[start PROVIDED ENTRIES]

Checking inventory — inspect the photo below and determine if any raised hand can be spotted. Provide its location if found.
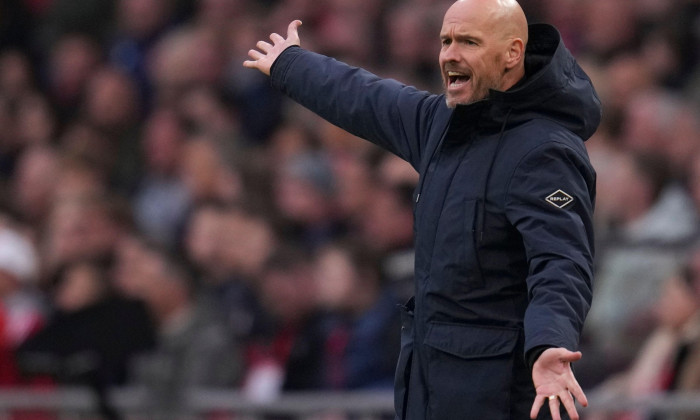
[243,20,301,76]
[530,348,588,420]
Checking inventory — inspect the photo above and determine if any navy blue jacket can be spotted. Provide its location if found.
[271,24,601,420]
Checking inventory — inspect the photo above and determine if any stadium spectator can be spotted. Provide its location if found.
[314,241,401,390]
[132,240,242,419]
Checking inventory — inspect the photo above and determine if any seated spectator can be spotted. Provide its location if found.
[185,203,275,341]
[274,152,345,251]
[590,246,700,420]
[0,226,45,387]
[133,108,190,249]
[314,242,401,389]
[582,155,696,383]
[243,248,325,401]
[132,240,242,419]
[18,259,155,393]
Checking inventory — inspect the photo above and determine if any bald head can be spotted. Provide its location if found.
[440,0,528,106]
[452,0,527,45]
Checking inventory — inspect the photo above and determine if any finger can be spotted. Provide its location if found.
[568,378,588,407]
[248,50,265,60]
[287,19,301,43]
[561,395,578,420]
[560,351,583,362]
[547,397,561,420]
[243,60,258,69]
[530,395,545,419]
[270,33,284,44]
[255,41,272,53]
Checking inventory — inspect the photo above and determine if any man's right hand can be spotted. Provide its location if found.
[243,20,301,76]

[end PROVIDED ENTRIES]
[start PROVIDED ENTRIES]

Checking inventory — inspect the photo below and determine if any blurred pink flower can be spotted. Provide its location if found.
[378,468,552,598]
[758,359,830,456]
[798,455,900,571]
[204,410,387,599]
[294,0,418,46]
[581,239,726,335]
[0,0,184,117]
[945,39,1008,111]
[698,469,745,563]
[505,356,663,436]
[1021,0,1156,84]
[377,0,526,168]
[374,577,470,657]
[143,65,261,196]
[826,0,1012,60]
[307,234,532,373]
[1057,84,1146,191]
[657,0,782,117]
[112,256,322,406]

[end PROVIDED ENTRIES]
[start PROVIDED ENTRIES]

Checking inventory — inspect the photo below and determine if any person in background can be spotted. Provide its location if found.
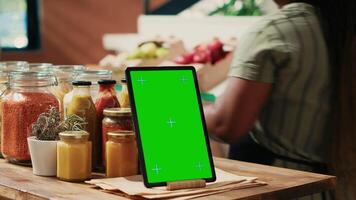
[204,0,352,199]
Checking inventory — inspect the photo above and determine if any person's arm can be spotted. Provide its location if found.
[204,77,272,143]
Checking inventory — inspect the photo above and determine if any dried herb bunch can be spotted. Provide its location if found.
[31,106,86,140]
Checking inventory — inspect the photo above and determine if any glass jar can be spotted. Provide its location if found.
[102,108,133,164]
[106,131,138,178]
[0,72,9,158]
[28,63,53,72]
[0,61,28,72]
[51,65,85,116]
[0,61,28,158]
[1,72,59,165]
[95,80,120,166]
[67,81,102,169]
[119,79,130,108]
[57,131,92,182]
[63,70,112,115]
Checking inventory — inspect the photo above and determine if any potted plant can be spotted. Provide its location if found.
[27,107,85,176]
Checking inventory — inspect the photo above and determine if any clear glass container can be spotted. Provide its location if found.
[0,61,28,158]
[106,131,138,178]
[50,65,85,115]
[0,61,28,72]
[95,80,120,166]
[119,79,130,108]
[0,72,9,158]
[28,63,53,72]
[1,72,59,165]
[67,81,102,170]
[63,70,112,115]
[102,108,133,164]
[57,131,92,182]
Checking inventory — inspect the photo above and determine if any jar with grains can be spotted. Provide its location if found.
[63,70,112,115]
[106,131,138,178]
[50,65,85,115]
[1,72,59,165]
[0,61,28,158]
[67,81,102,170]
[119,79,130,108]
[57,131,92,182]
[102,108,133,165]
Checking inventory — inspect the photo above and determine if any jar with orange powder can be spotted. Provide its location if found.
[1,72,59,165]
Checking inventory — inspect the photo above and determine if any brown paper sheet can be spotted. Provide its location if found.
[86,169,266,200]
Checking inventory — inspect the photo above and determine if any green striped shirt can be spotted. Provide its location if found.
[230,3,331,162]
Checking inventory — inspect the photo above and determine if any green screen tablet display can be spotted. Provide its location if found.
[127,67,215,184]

[end PROVIDED ENTRIES]

## [WORK TO DO]
Turn the lines above into a numbered list without blank lines, starting with the line that contains "if any raised" and going on through the line that contains "[452,0,527,45]". Leave the pictures out of the list.

## [ANSWER TO THE PROBLEM]
1. Checking inventory — inspect the photo below and determine if any raised hand can be spotted. Provide its location if found.
2. [243,20,301,76]
3. [530,348,588,420]
4. Checking inventory — inspect the photo above and determine if any navy blue jacket can be spotted. Provide its location if found.
5. [271,24,601,420]
6. Checking inventory — inspect the photo above and determine if any stadium spectator can be spotted. Provide its location if found.
7. [314,241,401,390]
8. [132,240,242,419]
9. Checking inventory — inspect the photo above and determine if any seated spectator can be spotted. Provide its location if found.
10. [185,203,275,341]
11. [274,152,345,251]
12. [590,246,700,420]
13. [0,226,45,387]
14. [133,108,190,249]
15. [314,242,401,389]
16. [582,155,696,383]
17. [243,248,325,401]
18. [132,240,242,419]
19. [18,259,155,393]
20. Checking inventory — inspect the photo above and determine if any bald head can be spotted. Provide its location if found.
21. [440,0,528,106]
22. [452,0,527,45]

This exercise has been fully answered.